> _ROWS_:
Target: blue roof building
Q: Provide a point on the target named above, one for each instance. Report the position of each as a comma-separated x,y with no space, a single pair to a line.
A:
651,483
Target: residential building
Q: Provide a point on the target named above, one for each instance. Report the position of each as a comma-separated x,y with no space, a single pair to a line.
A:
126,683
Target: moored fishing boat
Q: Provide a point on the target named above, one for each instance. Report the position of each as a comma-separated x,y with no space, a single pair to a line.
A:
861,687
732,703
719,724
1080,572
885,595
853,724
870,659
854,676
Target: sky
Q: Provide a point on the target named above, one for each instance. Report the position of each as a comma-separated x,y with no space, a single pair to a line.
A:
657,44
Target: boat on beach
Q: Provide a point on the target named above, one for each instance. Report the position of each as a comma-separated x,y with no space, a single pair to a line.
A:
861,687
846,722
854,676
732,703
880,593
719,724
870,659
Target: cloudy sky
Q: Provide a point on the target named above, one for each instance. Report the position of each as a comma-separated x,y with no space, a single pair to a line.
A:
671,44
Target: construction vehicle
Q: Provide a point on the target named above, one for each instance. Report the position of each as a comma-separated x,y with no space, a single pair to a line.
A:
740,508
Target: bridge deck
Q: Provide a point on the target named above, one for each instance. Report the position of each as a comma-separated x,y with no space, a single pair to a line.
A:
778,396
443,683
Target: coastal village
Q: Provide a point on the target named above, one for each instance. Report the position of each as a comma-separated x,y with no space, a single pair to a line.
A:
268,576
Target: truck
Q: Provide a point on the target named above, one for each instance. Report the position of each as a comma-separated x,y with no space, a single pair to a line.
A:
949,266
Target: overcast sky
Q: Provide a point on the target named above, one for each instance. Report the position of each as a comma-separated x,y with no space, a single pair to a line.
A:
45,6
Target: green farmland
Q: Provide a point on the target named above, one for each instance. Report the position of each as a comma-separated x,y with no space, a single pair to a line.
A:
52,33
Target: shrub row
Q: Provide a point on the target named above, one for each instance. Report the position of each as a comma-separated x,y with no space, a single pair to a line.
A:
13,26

> _EXERCISE BRIEF_:
Copy all of the lines above verbatim, without altering any character.

> _RESULT FOR THIS TASK_:
Target: blue roof building
Q: Provide a point on the target named above, one for each instance. Report the position of each as a comma-separated x,y with no space, a single pair to a line.
A:
651,483
Target: residential building
Q: Provide a point on the target named above, one for each instance. Report the position of each as a comma-separated x,y with no space, a single pair to a line.
A:
126,683
Target: moored fishing boat
Q: Provide a point on the target named above, one for each instance. Report the position of each as a comma-separated x,y with no space, a single pair to a line.
A:
861,687
732,703
719,724
1080,572
885,595
853,724
870,659
854,676
Target: sky
Q: Provide a point on the target named above, one for each instance. Report the position of each as a comma-separated x,y with no space, a single pair to a line.
A:
657,44
Target: boat on beach
Q: Provide a point on the target named above, one for each instance. Report the position of each as a comma-separated x,y with no space, a single pair to a line.
A:
861,687
846,722
854,676
732,703
880,593
719,724
870,659
Target: cloudy sky
Q: Provide a point on the target named above, one for each instance. Report the position of each as a comma-separated x,y with no space, a single pair to a line.
A:
671,44
Target: construction vehicle
Q: Provide a point on the target named above, one for each instance. Report the position of each as a comma-separated x,y with no space, a single pair to a line.
A:
740,508
Target: bridge deck
Q: Provide a point on the target named above, one for each instance. Report the position of each as a comma-separated x,y with no space, a single pair to a line.
A:
778,396
443,683
Target: coastal village
Q: Provide a point on the target named above, one for each instance. Report the position of each as a comma-separated x,y with no space, a single pair to a line.
A:
268,576
Target: truck
Q: Provide a point on the target named above, one for each instance. Report the position of each as a comma-separated x,y with no space, a single pair to a line.
A:
949,266
Target: overcast sky
Q: Provide a point on the target named above, one for each instance. Report the position of each as a comma-separated x,y with no space, a single pair to a line.
A:
45,6
Target: green farmland
Q: Provide a point on the target named above, one for each instance. Report the position of each as a comma-separated x,y with no space, a single pair to a line.
A:
52,33
Target: shrub row
Q: Provide a point on the target named above, one for each instance. Report the position of each as a comma-separated x,y with no space, a single pair to a line.
A:
13,26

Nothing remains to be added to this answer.